Items ::
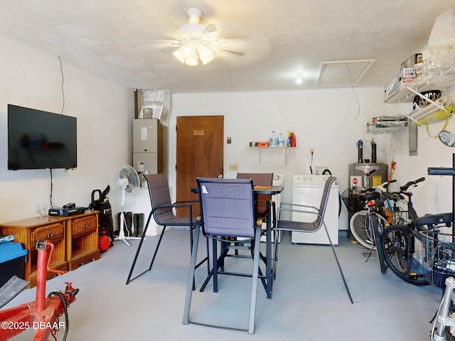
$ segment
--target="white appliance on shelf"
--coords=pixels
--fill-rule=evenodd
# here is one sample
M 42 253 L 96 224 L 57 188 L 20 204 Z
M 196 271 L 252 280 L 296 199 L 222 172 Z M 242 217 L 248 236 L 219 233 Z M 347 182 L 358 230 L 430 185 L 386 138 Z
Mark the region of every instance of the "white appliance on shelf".
M 292 203 L 316 206 L 318 208 L 326 180 L 328 176 L 330 175 L 294 174 L 292 178 Z M 336 182 L 331 188 L 324 216 L 328 234 L 333 245 L 338 244 L 338 185 Z M 309 213 L 292 212 L 292 220 L 294 221 L 313 222 L 316 218 L 315 215 Z M 291 242 L 294 244 L 329 244 L 323 226 L 316 232 L 291 232 Z

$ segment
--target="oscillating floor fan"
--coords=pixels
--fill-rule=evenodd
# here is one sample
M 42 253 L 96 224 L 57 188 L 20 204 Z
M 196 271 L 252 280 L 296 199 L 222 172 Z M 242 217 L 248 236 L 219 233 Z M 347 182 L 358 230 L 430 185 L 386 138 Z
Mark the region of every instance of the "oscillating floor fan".
M 120 232 L 119 237 L 115 238 L 115 241 L 122 241 L 128 245 L 131 244 L 128 242 L 128 239 L 140 239 L 139 237 L 130 237 L 125 234 L 125 227 L 127 226 L 127 220 L 125 220 L 124 205 L 125 195 L 131 194 L 133 191 L 139 187 L 139 176 L 134 168 L 129 165 L 124 165 L 120 169 L 119 180 L 117 180 L 119 186 L 122 188 L 122 199 L 120 200 Z

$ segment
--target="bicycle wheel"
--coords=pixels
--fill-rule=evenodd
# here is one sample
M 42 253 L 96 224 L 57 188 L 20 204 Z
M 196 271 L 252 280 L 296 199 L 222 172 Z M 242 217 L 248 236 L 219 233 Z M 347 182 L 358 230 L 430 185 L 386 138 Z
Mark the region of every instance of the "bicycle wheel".
M 382 232 L 381 244 L 385 262 L 395 275 L 414 286 L 427 286 L 428 270 L 416 258 L 414 237 L 405 232 L 405 227 L 392 226 Z
M 375 214 L 374 212 L 371 213 L 370 217 L 370 224 L 371 224 L 371 229 L 373 233 L 373 237 L 375 239 L 375 245 L 376 246 L 376 252 L 378 252 L 378 261 L 379 261 L 379 269 L 381 271 L 381 274 L 385 274 L 387 265 L 385 263 L 384 256 L 384 247 L 381 243 L 381 232 L 382 232 L 382 227 L 381 226 L 381 216 Z
M 370 231 L 368 230 L 368 210 L 363 210 L 361 211 L 356 212 L 353 215 L 349 221 L 349 229 L 353 237 L 355 240 L 363 247 L 366 247 L 368 249 L 371 249 L 372 245 L 374 242 L 371 240 L 370 237 Z M 380 215 L 378 215 L 381 219 L 381 225 L 384 225 L 387 223 L 386 219 Z M 373 246 L 373 249 L 375 250 L 375 246 Z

Challenge :: Copy out every line of the entries above without changes, omitting the pictures.

Result of the task ::
$ segment
--target="white appliance on shelf"
--coords=pixels
--fill-rule=evenodd
# here is one sample
M 42 253 L 96 224 L 57 188 L 20 204 Z
M 196 271 L 252 280 L 296 199 L 222 172 Z M 242 217 L 248 236 L 219 233 Z M 347 182 L 358 230 L 430 185 L 386 138 Z
Mark the region of every instance of the "white appliance on shelf".
M 292 203 L 316 206 L 318 208 L 326 180 L 328 176 L 330 175 L 294 174 L 292 178 Z M 336 182 L 331 188 L 324 216 L 328 234 L 333 245 L 338 244 L 338 185 Z M 309 213 L 292 212 L 292 220 L 294 221 L 313 222 L 316 218 L 315 215 Z M 291 242 L 294 244 L 329 244 L 323 226 L 316 232 L 291 232 Z

$ segment
--target="oscillating floor fan"
--coords=pixels
--fill-rule=evenodd
# here is one sample
M 42 253 L 96 224 L 57 188 L 20 204 Z
M 196 271 L 252 280 L 296 199 L 222 172 Z M 242 217 L 248 236 L 219 233 Z M 347 182 L 358 230 L 430 185 L 386 138 Z
Mark the region of every instance of the "oscillating floor fan".
M 120 232 L 119 237 L 115 238 L 115 241 L 122 241 L 128 245 L 131 244 L 128 242 L 128 239 L 140 239 L 139 237 L 130 237 L 125 234 L 125 227 L 127 226 L 127 220 L 125 220 L 124 205 L 125 195 L 131 194 L 133 191 L 139 187 L 139 176 L 134 168 L 129 165 L 124 165 L 120 169 L 119 180 L 117 180 L 119 186 L 122 188 L 122 199 L 120 200 Z

$ segment
--target="bicycle wheel"
--coords=pixels
--fill-rule=evenodd
# here is one sample
M 42 253 L 96 224 L 57 188 L 20 204 Z
M 196 271 L 252 280 L 296 199 L 222 172 Z M 242 217 L 248 236 L 219 233 Z M 347 182 L 358 230 L 430 185 L 386 138 Z
Mark the region of every instance of the "bicycle wheel".
M 382 232 L 381 244 L 385 262 L 395 275 L 414 286 L 427 286 L 428 270 L 416 258 L 414 237 L 405 232 L 405 227 L 392 226 Z
M 375 214 L 374 212 L 371 213 L 370 217 L 370 224 L 371 224 L 371 229 L 373 233 L 373 237 L 375 239 L 375 245 L 376 246 L 376 252 L 378 252 L 378 261 L 379 261 L 379 269 L 381 271 L 381 274 L 385 274 L 387 265 L 385 263 L 384 256 L 384 247 L 381 243 L 381 232 L 382 232 L 382 227 L 381 226 L 381 216 Z
M 370 231 L 368 230 L 368 210 L 363 210 L 361 211 L 356 212 L 353 215 L 349 221 L 349 229 L 353 237 L 355 240 L 363 247 L 366 247 L 368 249 L 371 249 L 372 245 L 374 242 L 371 240 L 370 237 Z M 380 215 L 378 215 L 381 219 L 381 225 L 384 225 L 387 223 L 386 219 Z M 373 246 L 373 249 L 375 250 L 375 246 Z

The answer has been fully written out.